***** Extract to read
Serve this hearty gratin with roasted chicken, sausages, or pork.

For the topping:
  • 4 strips thick-cut bacon, diced
  • 1-1/2 cups fresh coarse breadcrumbs (from an airy, crusty loaf like ciabatta)
  • 2 Tbs. unsalted butter, melted
  • Kosher salt
For the gratin:
  • 3 Tbs. unsalted butter, plus 1/2 tsp. for the dish
  • 10 oz. Savoy cabbage, chopped (about 5 cups of roughly 3/4-inch pieces)
  • Kosher salt and freshly ground black pepper
  • 1 heaping Tbs. minced garlic
  • 3/4 cup homemade or low-salt chicken broth
  • 1/2 cup heavy cream
  • 1-1/4 lb. red potatoes (4 medium), unpeeled
  • 3 oz. grated Gruyère
Make the topping:

In a large saucepan, cook the diced bacon over medium heat until very crisp. With a slotted spoon, transfer the bacon to a plate lined with paper towels. Pour the fat out of the skillet and reserve the skillet (don’t clean it). Mix the breadcrumbs with the melted butter until well combined; add a pinch of salt and the bacon bits and set aside.

Prepare the gratin:

Heat the oven to 350°F. Rub a shallow 2-qt. gratin dish with 1/2 tsp. of the butter.
**********
> [Given task A]
In the gratin recipe, what is the extra 1/2 tsp. of butter in the gratin list for?
> [Given task B]
What kind of cabbage does the gratin recipe call for?
> [Given task C]
Translate this sentence from the gratin recipe into Spanish: "Serve this hearty gratin with roasted chicken, sausages, or pork."
Rely only on the gratin recipe.
***** Dataset extract
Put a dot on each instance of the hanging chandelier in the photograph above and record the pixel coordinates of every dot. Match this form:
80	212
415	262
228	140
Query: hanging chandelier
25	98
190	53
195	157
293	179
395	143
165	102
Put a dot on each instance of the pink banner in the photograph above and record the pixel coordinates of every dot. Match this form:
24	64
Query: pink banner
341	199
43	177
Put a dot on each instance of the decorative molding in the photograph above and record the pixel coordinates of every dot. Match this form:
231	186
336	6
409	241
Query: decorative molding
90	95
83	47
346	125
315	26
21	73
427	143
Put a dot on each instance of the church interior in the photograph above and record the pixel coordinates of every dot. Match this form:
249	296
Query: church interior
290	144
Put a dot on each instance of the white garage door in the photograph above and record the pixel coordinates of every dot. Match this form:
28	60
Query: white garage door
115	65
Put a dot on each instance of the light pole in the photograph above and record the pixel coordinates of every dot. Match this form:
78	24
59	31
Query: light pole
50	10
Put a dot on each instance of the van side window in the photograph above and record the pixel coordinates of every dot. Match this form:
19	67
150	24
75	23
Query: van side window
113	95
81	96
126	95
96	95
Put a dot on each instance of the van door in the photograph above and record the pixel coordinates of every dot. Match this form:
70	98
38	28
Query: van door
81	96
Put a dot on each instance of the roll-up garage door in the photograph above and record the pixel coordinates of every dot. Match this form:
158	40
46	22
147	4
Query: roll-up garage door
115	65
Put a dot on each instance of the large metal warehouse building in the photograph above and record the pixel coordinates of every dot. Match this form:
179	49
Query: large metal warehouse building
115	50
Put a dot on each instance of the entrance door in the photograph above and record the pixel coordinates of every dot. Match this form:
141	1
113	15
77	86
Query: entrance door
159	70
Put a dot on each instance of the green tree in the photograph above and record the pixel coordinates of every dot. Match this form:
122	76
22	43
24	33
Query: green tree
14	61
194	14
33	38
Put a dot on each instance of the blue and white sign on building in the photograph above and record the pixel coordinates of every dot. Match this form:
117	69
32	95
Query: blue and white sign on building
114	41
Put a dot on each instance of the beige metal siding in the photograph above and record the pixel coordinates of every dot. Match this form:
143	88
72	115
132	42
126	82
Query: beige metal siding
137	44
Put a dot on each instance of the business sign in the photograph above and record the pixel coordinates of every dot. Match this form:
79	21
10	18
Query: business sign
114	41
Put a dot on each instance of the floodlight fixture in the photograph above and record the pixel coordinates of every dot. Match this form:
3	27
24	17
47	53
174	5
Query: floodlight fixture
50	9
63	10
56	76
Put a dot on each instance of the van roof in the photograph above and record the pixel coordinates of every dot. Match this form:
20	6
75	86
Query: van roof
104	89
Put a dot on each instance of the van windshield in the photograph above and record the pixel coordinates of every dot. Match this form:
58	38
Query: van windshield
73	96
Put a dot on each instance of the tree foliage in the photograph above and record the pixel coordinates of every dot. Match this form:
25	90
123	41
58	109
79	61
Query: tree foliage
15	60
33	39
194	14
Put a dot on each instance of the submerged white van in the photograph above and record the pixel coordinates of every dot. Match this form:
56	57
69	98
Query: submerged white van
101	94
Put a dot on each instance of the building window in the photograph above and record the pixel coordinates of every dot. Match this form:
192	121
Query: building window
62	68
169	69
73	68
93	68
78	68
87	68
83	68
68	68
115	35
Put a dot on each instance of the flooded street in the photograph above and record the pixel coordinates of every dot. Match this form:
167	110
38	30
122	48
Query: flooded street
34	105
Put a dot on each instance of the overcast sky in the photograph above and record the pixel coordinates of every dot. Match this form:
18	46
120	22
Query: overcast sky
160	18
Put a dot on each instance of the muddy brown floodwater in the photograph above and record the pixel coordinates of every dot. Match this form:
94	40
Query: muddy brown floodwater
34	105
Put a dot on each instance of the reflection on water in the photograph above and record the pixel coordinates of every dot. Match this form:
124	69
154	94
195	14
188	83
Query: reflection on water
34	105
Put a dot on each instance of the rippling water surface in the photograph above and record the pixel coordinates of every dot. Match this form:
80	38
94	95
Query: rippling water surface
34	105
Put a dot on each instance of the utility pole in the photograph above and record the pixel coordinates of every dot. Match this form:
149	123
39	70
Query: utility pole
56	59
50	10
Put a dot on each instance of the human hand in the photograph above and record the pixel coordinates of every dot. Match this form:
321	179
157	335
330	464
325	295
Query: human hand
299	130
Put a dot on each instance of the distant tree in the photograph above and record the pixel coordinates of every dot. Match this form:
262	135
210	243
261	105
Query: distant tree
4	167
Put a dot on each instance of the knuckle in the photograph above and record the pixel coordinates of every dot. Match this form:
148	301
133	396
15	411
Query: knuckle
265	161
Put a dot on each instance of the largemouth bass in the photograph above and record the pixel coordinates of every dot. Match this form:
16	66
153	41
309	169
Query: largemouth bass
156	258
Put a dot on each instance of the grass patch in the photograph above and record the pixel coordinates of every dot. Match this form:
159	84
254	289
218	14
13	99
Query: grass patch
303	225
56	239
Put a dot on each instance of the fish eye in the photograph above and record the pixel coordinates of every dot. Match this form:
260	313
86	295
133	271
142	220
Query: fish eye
**********
***** Dataset extract
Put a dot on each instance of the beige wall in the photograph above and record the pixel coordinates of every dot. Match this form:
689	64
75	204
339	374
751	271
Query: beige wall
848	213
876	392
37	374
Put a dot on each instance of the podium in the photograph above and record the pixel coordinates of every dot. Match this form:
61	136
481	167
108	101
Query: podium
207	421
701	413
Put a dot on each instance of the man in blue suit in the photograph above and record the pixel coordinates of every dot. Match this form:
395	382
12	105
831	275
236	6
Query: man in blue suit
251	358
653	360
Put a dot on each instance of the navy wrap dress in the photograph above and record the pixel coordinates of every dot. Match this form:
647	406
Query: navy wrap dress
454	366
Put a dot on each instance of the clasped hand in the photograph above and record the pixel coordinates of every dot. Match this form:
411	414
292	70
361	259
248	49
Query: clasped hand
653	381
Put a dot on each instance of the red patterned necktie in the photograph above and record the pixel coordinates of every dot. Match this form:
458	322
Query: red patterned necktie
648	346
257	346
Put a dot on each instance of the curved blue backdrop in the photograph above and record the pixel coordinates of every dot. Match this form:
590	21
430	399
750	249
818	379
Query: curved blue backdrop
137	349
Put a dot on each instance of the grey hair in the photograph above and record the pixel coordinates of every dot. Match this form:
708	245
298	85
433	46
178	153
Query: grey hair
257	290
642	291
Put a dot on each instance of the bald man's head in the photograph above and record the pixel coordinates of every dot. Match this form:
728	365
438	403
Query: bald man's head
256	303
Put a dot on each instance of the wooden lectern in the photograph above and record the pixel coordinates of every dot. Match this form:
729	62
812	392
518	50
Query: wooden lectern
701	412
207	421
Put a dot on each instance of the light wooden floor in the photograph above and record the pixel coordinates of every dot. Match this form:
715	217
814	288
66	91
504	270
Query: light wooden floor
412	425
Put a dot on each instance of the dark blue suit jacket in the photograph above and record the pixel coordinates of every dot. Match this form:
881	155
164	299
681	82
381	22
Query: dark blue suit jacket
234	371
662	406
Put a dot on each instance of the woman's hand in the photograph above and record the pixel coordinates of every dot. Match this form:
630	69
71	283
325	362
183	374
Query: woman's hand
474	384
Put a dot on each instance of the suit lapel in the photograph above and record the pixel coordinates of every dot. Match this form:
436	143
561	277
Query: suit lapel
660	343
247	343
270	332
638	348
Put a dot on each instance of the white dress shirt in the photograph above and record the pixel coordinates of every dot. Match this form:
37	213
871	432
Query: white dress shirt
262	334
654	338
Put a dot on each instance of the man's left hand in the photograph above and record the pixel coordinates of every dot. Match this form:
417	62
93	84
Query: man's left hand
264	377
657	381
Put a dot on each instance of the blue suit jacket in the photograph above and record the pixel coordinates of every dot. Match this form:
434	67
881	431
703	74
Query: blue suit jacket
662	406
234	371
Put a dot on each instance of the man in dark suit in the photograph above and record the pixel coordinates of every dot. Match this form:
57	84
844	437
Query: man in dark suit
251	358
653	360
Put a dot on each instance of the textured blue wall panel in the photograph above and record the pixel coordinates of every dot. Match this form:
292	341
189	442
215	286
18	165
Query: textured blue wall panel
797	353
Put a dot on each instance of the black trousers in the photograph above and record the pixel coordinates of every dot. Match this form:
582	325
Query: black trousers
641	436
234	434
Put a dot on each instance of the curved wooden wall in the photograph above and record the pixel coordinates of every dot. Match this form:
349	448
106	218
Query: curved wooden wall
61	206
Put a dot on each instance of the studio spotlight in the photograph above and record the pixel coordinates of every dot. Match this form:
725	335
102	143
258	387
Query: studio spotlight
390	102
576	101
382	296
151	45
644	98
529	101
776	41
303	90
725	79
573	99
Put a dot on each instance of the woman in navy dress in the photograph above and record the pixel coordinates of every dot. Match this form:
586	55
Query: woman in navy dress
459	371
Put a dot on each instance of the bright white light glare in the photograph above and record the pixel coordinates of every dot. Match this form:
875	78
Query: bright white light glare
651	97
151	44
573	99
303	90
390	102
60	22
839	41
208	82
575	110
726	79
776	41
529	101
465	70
**********
> [Task result A]
It is for the dish. After the oven is heated to 350°F, the 1/2 tsp. of butter is rubbed over a shallow 2-qt. gratin dish.

> [Task result B]
Savoy cabbage.

> [Task result C]
Sirve este contundente gratinado con pollo asado, salchichas o cerdo.